# GOAL OF THE EXERCISE
Drop every image, then reproduce the data exactly as given.

[Items listed in a dataset]
__________
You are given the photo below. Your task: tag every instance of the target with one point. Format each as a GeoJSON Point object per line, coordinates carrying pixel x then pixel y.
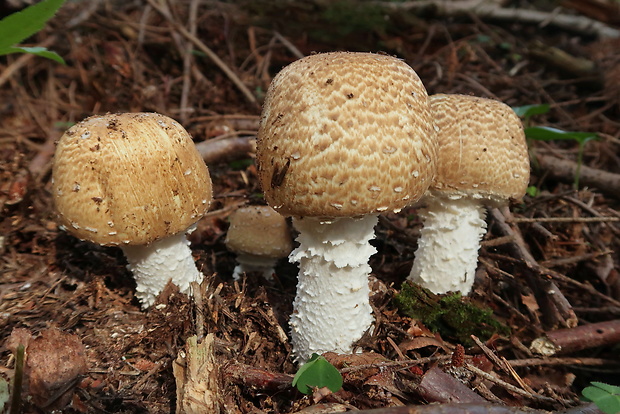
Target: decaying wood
{"type": "Point", "coordinates": [196, 374]}
{"type": "Point", "coordinates": [472, 409]}
{"type": "Point", "coordinates": [549, 297]}
{"type": "Point", "coordinates": [256, 378]}
{"type": "Point", "coordinates": [565, 170]}
{"type": "Point", "coordinates": [438, 386]}
{"type": "Point", "coordinates": [215, 151]}
{"type": "Point", "coordinates": [207, 51]}
{"type": "Point", "coordinates": [577, 339]}
{"type": "Point", "coordinates": [492, 9]}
__________
# RESPONSE AREA
You are given the photo below. Your task: tag every instance of the target with one point. Format each as a GeoJSON Point object per line, coordinates carrying pixel x then pixel y.
Target: decaying wood
{"type": "Point", "coordinates": [196, 374]}
{"type": "Point", "coordinates": [472, 409]}
{"type": "Point", "coordinates": [549, 297]}
{"type": "Point", "coordinates": [256, 378]}
{"type": "Point", "coordinates": [565, 170]}
{"type": "Point", "coordinates": [438, 386]}
{"type": "Point", "coordinates": [215, 151]}
{"type": "Point", "coordinates": [207, 51]}
{"type": "Point", "coordinates": [577, 339]}
{"type": "Point", "coordinates": [492, 9]}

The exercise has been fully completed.